### WHAT THE EXERCISE ASKS
Pick out every line of the lines below that contains the word "island", and copy each one. Treat case as significant.

-- Begin --

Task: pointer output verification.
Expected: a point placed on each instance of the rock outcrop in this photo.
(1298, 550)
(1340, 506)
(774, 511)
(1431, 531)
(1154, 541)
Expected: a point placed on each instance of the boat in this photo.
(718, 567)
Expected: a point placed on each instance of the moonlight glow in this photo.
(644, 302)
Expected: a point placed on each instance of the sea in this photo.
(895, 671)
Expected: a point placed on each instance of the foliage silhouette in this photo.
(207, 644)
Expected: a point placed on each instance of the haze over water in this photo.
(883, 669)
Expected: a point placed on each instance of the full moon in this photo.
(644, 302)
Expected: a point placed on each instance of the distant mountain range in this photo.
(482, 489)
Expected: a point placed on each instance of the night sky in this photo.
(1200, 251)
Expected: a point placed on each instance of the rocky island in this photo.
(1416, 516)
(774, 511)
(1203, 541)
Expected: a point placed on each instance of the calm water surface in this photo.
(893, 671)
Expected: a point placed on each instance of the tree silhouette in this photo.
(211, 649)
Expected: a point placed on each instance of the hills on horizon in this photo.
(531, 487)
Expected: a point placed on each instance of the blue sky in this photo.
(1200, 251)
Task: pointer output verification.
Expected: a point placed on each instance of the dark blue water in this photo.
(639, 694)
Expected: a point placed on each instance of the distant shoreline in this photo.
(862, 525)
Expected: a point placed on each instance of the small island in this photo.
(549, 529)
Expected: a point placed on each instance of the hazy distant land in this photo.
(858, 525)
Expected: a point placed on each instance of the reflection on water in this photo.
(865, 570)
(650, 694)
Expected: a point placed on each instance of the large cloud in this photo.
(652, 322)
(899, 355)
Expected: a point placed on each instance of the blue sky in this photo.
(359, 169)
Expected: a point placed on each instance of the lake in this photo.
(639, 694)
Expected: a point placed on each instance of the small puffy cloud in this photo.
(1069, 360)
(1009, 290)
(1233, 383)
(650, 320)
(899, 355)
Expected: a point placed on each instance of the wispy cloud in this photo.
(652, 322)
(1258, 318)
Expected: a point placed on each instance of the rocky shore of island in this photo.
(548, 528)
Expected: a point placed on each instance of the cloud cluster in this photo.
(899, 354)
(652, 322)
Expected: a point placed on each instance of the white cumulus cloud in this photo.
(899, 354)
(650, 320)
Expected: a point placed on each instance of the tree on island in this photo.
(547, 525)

-- End --
-- Begin --

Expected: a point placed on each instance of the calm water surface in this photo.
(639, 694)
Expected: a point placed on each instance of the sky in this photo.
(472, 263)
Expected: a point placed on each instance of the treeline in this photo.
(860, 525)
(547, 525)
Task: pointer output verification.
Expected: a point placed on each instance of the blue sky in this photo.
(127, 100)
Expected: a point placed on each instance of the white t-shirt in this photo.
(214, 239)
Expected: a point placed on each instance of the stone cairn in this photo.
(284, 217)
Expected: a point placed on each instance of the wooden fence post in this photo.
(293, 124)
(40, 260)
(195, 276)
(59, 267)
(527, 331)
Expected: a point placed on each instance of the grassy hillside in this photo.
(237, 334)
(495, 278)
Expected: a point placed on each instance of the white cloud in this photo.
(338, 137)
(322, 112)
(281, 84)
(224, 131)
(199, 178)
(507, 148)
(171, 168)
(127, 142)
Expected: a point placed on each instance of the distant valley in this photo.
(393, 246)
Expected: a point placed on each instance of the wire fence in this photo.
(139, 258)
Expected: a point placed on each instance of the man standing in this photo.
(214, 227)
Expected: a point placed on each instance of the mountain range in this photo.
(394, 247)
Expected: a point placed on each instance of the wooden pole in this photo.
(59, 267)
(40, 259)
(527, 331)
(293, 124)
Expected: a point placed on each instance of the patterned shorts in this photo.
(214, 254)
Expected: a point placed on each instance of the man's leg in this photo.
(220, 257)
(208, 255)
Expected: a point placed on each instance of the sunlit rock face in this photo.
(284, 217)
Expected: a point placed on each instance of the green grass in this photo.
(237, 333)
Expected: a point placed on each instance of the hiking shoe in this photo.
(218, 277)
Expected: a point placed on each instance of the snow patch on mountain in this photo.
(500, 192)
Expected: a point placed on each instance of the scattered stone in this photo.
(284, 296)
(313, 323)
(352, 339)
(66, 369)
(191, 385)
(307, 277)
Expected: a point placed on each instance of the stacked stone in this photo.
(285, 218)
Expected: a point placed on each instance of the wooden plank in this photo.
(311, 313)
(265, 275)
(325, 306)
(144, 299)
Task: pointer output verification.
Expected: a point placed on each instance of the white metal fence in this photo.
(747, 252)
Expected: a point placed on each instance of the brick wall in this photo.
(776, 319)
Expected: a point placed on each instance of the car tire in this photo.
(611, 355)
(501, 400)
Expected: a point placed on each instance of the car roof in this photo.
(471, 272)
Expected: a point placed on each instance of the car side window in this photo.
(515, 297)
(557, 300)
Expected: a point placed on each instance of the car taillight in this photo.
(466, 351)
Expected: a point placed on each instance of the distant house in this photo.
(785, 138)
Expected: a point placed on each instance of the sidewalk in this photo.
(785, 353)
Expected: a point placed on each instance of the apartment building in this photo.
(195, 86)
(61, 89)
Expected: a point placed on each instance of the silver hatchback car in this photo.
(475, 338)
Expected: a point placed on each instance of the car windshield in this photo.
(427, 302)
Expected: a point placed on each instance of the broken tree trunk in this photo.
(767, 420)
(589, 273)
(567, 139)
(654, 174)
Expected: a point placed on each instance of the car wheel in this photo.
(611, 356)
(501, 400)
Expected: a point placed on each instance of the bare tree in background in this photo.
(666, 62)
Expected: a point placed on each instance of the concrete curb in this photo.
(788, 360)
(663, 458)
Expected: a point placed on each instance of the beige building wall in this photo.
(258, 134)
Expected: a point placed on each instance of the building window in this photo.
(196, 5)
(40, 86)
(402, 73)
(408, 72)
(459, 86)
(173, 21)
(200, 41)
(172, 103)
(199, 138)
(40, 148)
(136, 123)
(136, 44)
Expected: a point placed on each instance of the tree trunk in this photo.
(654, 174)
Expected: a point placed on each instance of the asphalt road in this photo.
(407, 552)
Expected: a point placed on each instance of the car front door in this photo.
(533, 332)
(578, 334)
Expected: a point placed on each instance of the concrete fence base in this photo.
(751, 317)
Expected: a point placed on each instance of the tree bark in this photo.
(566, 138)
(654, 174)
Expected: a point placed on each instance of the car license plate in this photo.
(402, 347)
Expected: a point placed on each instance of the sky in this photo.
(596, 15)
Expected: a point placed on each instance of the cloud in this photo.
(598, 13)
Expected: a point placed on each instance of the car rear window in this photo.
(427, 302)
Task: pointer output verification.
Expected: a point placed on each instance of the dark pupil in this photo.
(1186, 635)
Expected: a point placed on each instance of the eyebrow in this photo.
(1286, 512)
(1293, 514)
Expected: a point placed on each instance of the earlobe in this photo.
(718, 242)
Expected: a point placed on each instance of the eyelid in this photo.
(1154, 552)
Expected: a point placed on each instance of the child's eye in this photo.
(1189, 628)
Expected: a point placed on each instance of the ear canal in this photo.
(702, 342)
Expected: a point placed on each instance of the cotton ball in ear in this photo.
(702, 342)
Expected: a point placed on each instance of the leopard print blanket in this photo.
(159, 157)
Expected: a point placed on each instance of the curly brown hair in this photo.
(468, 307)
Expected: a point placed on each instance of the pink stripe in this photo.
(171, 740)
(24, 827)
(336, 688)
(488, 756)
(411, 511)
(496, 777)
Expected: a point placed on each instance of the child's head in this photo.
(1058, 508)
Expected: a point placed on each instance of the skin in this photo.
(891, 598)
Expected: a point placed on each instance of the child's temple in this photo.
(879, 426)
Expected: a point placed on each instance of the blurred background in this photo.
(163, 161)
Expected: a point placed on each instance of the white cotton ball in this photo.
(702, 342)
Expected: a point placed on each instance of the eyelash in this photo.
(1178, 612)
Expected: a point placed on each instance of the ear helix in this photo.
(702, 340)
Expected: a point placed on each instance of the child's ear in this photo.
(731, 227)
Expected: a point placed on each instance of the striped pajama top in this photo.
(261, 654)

-- End --

### FINISHED ANSWER
Expected: a point placed on each instance of the rocky island in this photo.
Expected: a point placed on each instance of the small island in this photo.
Expected: a point placed on each instance of the rocky shore of island in this photo.
Expected: a point placed on each instance of the tree on island in this photo.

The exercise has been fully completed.